#### [Extracted text]
A propos jubilee: the celebration around Shaken Aimanov took place in the form of screenings of his films; a special edition of the films in which he acted and which he directed; a book about the legendary founder of Kazakh cinema; a reception at the studio; and a special memorial evening. At the same time, the celebration of the 70th birthday of Russian filmmaker Sergei Soloviev, who is considered the founding father of the Kazakh New Wave that emerged from a group of Kazakh students he taught at the Moscow Film Institute VGIK in the 1980s, seemed to begin and end with an award presented to him at the opening ceremony. It was sad to see that the organisers had not even managed to get those of his former students up onto the stage to offer congratulations who were, in their turn, celebrated in the 30th anniversary retrospective of the Kazakh New Wave: Rashid Nugmanov (director of the cult film The Needle), Serik Aprymov, Darejan Omirbaev, Abay Karpykov, Talgat Temenov, and others. These — apparently small — things make the difference between a festival that runs mechanically and one that has an artistic director who cares for concept and detail.

In the absence of the Central Asian Panorama the FIPRESCI jury watched the “Dynamic Kazakh Cinema” (with enormous patience and enthusiasm from our non-Russian-speaking members, since the prints were not subtitled!) and a selection of films from the region which screened in the main competition: Pouran Derakhshandeh’s Hush… Girls don’t Scream (Iran), Shawkat Amin Korki’s Memories on Stone (Iraq/Germany), Zaza Urushadze’s Tangerines (Georgia/Estonia), Anna Melikian’s The Star (Russia) and Ermek Shinarbaev and Gerard Depardieu’s The Voice of the Steppe (Kazakhstan/France). From this “regional” selection, the film Tangerines clearly stood out: it has already been noted at a variety of other festivals (Warsaw, Jerusalem, Tallinn, to name but a few) and is Estonia’s entry for the Academy Award selection. The film tells, with a fine sense of humour, about two soldiers — the Chechen mercenary Ahmed (Giorgi Nakashidze) fighting for the Russian army; an the Abkhasian Niko (Mikhail Meskhi). Both are saved by two Estonian settlers, who have for a long time lived in Abkhasia: Margus (Elmo Nüganen) wants to harvest his tangerines before leaving the place to join his family that is already back in Estonia; and Ivo (Lembit Ulfsak) who stays — because here is the grave of his son, who perished at the very start of the war in Abkhasia in 1992.

The films from Iran and Iraq were quite different in their pitch. The Iranian film left the viewer unimpressed cinematographically, while touching upon an important social issue: the shame that makes women hide the fact that they have been abused as children. But that worthy topic alone does not make a good film, and the script falls back into genre clichés too often to merit real attention. By contrast, the Iraqi-German co-production, directed by Kurdish director Shawkat Amin Korki, tells a gripping story that is not void of humour. It revolves around a film being made about the Kurdish genocide Al-Anfal, filmed by a Kurdish director who lives in Germany (in an obvious parallel to Shawkat Amin Korki himself), and who finds no woman willing to take the female lead. The complications that the crew encounters may be a little overdone, but this precisely adds to the irony that culminates in the film’s premiere to an audience that runs away following a downpour and a power cut, ending in a cynical statement about the role of cinema in social and political conflict and underlining the difficulty of showing films in the remote locations where they have actually been filmed. The art-house movies that we are watching in festivals often remain unseen by the people they tell about.

[Rows of box annotation data]

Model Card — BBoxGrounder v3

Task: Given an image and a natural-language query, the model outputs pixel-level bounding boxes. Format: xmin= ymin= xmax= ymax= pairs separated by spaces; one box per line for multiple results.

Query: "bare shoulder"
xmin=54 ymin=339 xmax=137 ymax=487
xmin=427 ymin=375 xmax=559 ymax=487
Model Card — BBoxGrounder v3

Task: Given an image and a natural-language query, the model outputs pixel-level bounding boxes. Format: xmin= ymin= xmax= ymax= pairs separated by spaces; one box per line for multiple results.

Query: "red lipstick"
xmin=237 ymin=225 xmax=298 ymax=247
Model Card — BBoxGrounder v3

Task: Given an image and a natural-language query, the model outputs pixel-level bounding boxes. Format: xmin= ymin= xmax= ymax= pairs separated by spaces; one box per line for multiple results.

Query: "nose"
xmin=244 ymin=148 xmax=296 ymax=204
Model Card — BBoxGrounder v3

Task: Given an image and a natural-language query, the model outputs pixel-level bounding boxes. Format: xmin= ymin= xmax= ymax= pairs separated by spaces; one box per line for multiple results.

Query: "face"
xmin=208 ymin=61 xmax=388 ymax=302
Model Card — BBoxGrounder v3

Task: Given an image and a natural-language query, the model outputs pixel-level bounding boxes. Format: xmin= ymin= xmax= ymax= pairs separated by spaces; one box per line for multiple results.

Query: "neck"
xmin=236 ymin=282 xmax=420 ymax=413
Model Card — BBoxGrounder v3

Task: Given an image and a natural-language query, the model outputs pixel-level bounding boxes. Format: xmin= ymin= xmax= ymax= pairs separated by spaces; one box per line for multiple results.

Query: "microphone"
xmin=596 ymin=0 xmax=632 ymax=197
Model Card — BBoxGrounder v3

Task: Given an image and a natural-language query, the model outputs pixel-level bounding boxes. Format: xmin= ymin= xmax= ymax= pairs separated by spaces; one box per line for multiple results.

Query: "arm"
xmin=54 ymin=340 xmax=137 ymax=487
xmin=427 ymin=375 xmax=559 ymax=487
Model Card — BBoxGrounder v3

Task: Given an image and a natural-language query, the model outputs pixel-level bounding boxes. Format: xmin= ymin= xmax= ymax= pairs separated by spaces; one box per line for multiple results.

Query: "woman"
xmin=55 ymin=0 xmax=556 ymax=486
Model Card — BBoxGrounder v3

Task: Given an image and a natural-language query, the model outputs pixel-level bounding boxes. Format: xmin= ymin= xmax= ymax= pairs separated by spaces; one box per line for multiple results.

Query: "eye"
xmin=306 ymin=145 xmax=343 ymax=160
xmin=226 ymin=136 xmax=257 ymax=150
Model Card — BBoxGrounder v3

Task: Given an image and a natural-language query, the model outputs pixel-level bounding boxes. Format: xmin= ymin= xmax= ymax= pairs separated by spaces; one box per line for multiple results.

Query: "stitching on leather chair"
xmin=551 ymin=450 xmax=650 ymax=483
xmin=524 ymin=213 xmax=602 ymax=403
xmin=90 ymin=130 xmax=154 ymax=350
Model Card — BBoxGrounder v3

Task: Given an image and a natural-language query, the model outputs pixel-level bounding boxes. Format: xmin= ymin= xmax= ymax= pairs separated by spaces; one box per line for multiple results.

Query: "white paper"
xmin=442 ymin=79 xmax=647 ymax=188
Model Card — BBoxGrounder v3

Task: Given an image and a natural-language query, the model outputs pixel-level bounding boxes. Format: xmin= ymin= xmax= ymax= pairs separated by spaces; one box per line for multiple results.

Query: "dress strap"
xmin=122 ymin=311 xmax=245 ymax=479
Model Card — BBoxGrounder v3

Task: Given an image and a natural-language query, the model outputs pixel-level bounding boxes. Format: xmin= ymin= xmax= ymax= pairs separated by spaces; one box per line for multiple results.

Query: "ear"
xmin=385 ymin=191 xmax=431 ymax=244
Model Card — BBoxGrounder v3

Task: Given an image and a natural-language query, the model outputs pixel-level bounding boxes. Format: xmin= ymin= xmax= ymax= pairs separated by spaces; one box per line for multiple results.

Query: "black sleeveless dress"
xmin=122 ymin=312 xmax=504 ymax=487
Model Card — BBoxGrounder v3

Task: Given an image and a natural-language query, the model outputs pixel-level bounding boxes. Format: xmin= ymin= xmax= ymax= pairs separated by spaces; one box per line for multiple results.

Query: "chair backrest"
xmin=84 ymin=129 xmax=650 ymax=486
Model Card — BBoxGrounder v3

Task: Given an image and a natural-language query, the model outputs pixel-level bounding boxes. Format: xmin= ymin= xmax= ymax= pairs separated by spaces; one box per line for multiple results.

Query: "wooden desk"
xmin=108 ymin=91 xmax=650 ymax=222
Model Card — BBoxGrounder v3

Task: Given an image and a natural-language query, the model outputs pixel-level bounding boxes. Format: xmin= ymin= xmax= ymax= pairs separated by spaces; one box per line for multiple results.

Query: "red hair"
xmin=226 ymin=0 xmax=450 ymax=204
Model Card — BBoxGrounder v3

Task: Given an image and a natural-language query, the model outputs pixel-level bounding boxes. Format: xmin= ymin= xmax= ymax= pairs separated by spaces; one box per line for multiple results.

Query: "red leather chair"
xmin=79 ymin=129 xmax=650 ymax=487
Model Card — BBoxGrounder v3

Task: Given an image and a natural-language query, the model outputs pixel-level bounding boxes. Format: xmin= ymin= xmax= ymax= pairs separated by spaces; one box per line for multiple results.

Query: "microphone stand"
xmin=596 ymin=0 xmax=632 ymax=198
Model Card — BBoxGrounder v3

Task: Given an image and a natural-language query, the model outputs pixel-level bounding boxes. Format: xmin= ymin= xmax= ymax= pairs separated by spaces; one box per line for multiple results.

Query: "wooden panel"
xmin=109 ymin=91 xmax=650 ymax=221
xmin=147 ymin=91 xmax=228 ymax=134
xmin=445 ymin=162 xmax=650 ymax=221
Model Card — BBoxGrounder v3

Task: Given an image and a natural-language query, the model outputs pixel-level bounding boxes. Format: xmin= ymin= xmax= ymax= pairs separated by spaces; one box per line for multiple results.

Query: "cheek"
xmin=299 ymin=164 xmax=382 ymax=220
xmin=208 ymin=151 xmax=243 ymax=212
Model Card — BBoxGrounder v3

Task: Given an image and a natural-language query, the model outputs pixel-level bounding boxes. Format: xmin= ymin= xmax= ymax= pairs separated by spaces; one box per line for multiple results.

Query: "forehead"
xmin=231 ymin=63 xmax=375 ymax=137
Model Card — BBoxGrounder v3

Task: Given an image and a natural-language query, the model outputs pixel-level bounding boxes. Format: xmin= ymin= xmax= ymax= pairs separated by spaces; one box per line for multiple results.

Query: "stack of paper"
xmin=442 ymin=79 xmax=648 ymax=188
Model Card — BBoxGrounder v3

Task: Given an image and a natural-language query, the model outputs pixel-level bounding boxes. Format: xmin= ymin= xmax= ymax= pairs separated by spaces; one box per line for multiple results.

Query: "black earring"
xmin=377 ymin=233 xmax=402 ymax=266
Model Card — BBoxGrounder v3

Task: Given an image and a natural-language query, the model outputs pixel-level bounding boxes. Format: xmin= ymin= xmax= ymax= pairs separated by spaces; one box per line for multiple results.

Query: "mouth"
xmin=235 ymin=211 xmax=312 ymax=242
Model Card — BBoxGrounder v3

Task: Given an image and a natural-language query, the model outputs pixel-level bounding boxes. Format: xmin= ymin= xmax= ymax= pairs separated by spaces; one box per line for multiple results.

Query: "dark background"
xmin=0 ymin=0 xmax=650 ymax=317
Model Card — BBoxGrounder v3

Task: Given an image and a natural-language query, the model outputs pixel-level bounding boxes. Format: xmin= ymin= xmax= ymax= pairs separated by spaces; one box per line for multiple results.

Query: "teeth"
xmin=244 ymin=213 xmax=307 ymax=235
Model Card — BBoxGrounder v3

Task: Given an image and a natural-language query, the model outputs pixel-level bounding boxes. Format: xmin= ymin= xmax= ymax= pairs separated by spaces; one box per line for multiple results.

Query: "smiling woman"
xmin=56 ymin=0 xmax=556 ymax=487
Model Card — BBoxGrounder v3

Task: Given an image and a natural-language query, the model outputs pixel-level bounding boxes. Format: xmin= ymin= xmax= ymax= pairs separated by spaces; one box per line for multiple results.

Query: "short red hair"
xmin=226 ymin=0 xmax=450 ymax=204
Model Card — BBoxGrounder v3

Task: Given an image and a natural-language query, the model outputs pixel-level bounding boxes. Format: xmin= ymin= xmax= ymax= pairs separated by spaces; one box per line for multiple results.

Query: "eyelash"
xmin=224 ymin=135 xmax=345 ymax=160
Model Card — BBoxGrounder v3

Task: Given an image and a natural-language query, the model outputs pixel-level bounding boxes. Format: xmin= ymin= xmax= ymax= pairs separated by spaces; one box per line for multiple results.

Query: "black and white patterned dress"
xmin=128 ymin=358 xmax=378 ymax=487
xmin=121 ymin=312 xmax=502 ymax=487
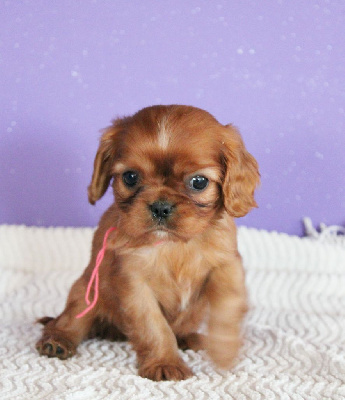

#### [Tasks]
• a. List the titles of the films from the main competition that the FIPRESCI jury watched, as named in the festival review.
• b. Please pick up the festival review after its final sentence and continue it.

#### [In response]
• a.
Hush… Girls don't Scream
Memories on Stone
Tangerines
The Star
The Voice of the Steppe

• b.
Indeed, this leads to a final comment about Eurasia. This year, the festival has used the new Bekmambetov Cinema multiplex (named after the Kazakh-born star director Timor Bekmambetov) for the competition screenings. The hall which the cinema they allocated to the International Competition seated around 30 people, including five jury members and six critics from the NETPAC and FIPRESCI juries, who thus took up a third of the space. The screenings (one only of each film) had been well advertised and there was no admission fee, which is great. Therefore, however, people could not get into the hall to see the films, or had to sit on steps and the floor (we will not talk about Health and Safety issues here) — so that the organisers could claim full halls? The Dynamic Kazakh Cinema programme, on the other hand, was shown in another multiplex (the “Chaplin”) in another, more distant shopping mall which had set aside a large hall (and, one should add, was most accommodating and professional in its management) — but hardly anyone attended the screenings, except for one film where the filmmaker had brought friends and crew to what appeared to be a first screening.

There is a lot to think about here for Eurasia’s management for the next edition, should there be one. I am probably one of the few international guests who still remembers the first edition in 1998 (followed by a break of seven years, when Sergei Azimov, the then head of Kazakhfilm, revived the festival), when filmmakers and critics from Moscow were flown in on a specially chartered plane to join their colleagues from Turkmenistan, Kazakhstan, Uzbekistan, Tajikistan and Kyrgyzstan, to see what had happened in the cinema in these republics during the first six years of their independence. It was a unique opportunity to see films which, in a film market that had collapsed not only in Russia but also in the former Soviet republics, had no distribution and no way of being seen by a wider audience. And there were documentaries, cartoons, feature films, and the directors and producers all together in Almaty. All that has gone: no scholars or critics from Russia, no films from Central Asia, and instead some international movies which are of interest mainly for the local movie-goers — and they cannot get into the small auditorium.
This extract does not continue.